▶ **RECORDS PROVIDED**
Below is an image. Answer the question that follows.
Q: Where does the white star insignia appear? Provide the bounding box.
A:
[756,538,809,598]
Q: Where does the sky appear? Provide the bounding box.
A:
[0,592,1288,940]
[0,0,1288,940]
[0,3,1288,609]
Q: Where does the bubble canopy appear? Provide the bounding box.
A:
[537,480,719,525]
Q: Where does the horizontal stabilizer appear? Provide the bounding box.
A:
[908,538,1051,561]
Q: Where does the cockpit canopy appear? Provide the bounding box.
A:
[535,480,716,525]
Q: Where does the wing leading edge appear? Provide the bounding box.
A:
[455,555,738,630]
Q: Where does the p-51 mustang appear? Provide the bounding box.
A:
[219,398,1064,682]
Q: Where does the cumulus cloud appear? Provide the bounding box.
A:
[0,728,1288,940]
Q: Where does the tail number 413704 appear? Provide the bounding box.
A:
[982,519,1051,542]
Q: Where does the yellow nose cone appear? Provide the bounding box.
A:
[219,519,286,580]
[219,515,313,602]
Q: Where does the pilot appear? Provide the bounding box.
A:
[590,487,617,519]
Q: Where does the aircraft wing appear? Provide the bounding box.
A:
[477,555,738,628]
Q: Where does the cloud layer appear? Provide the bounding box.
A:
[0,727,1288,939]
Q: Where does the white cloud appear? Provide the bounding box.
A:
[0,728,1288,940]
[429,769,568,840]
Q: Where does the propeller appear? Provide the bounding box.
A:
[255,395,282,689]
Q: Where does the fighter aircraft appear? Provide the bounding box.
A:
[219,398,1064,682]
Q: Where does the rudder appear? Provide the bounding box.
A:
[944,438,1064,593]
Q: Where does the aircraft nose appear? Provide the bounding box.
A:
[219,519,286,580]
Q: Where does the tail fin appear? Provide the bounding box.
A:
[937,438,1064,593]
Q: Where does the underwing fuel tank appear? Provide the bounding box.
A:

▶ **TASK BRIEF**
Could you scale only the records starting at the line containing "Q: Where does the sky" and ending at the line containing "[429,769,568,840]", repeating every line with its request and multiplying each bounding box coordinate in the answers by 0.35, rounded to a whole number with halves going up?

▶ **RESULT OF THE TASK**
Q: Where does the sky appear? Provide the bounding box.
A:
[0,207,451,329]
[0,0,451,329]
[0,1,451,213]
Q: Where does the bubble canopy appear? Provide the bounding box.
A:
[188,168,252,184]
Q: Where does the horizontal stabilizer appear? Provide the bounding box.
A:
[318,188,368,196]
Q: Where does the cockpit canopy appear? Provide the bounding box.
A:
[187,168,251,184]
Q: Where does the wing leading edge appear? Provide the bounding box.
A:
[159,194,258,221]
Q: Where does the p-51 mustang appear? Provide the bounding box.
A:
[77,139,372,239]
Q: Where does the cumulus cloud appear? Provide the bounding box.
A:
[0,255,451,329]
Q: Where does the tail number 413704 appear? Provide the bounding box.
A:
[344,182,368,190]
Q: Where does the yellow nose cone appear? Provide the bounding box.
A:
[77,182,100,203]
[77,180,110,211]
Q: Where does the pilot appear? Provide the bounding box.
A:
[207,170,216,182]
Q: Where does the aircraft wing appear? Provide the bounding box.
A:
[167,194,258,220]
Q: Where does the cloud layer appear? Provide the bounding box.
A:
[0,254,451,329]
Q: Where does the white cloud appear? Provide the bounding box.
A:
[0,255,451,329]
[150,269,199,294]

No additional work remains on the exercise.